▶ What the task requires:
For this exercise, please find the lines in the entries that include the word "case" and copy them.

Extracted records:
********************
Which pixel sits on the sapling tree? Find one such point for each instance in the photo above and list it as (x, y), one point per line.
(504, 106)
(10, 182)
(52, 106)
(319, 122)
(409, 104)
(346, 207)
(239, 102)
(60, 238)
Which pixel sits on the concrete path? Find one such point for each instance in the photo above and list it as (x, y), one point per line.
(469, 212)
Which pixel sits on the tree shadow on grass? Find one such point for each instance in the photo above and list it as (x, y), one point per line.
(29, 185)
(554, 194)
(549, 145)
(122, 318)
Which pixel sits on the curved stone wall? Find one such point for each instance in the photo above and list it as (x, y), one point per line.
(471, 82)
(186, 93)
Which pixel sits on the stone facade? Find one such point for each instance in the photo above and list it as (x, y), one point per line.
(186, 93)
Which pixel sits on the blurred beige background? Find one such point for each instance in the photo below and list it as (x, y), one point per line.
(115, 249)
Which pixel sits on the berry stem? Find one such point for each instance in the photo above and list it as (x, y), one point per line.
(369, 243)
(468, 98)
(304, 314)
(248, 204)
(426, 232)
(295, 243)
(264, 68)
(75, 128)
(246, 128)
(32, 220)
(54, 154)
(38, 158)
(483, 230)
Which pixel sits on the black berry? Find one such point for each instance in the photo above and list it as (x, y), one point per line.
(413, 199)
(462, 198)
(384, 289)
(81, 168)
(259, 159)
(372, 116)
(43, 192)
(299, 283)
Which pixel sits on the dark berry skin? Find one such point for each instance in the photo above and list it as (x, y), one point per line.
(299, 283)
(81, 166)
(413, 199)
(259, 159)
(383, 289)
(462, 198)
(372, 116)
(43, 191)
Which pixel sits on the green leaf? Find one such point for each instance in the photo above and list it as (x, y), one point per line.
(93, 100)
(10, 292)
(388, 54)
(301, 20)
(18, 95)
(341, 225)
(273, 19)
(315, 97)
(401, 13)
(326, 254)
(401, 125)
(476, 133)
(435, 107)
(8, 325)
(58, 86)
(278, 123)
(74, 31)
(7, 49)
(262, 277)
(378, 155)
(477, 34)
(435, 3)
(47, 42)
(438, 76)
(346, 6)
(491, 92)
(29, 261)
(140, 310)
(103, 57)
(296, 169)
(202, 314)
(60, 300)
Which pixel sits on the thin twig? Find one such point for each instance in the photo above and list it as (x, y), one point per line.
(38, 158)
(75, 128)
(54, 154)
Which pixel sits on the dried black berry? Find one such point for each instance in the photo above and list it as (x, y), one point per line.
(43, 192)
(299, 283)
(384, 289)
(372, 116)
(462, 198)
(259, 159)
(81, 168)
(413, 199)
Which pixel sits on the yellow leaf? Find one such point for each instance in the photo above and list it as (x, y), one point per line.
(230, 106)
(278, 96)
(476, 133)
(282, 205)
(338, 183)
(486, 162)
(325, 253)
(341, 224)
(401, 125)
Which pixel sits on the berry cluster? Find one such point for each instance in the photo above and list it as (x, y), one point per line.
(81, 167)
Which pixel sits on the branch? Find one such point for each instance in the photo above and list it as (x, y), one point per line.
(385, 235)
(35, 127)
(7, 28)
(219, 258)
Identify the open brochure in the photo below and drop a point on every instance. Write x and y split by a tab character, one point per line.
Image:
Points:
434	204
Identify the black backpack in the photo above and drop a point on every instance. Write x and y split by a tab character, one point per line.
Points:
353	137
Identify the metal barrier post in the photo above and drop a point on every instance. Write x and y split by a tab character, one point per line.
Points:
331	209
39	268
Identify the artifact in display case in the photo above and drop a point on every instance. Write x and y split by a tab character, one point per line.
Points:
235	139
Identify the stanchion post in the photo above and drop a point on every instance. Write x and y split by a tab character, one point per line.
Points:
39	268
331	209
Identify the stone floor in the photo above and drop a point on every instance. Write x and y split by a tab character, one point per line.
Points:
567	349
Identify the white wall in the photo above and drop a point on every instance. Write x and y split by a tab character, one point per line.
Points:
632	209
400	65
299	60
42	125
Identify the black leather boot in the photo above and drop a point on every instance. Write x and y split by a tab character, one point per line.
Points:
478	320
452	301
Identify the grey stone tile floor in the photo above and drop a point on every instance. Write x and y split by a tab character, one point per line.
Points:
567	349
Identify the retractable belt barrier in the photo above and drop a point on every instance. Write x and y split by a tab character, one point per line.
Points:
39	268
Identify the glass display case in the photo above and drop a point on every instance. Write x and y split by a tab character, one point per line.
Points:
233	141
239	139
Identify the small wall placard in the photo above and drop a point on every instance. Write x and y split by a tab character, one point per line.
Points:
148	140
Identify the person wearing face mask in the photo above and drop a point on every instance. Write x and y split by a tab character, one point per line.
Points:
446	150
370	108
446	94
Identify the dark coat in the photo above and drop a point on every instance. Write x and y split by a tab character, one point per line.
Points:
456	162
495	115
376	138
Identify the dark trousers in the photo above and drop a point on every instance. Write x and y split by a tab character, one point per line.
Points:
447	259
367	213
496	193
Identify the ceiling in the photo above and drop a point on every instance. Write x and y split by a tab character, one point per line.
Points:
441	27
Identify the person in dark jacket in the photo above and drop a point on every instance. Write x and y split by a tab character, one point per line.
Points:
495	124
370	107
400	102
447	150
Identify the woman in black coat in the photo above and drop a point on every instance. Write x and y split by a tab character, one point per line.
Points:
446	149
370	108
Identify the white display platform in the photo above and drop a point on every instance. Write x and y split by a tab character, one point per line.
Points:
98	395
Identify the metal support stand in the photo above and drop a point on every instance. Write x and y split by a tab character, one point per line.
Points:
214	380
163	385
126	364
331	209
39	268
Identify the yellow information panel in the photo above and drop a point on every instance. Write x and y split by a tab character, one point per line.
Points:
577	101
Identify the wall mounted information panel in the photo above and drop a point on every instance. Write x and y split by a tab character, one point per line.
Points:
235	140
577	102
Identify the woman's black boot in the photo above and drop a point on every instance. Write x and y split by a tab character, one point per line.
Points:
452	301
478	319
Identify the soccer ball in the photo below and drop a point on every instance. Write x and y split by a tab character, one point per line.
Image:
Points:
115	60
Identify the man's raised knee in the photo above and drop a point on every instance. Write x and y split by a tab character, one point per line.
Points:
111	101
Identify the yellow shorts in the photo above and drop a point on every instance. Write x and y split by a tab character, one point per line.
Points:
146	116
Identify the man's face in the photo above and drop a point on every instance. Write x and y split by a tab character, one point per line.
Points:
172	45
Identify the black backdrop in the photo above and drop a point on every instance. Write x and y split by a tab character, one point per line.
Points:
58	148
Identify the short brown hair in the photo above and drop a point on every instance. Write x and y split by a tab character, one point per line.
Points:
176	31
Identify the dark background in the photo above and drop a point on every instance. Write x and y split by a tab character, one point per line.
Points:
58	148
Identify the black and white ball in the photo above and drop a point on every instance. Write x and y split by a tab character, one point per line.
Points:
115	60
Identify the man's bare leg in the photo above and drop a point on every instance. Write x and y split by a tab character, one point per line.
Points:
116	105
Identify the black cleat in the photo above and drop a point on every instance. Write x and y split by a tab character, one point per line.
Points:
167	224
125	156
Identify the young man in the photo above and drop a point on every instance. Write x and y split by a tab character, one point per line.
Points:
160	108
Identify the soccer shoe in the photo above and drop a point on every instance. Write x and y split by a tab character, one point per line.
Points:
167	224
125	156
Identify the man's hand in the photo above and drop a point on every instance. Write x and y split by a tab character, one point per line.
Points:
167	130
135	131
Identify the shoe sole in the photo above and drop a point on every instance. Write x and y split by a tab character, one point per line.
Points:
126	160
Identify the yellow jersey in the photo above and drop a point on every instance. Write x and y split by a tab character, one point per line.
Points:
********************
▶ Exercise output:
Identify the artifact in display case in the photo above and drop a point on every instance. Write x and y split by a tab character, one point per line.
Identify the glass display case in the photo above and drop a point on every instance. Write x and y split by a tab character, one point per line.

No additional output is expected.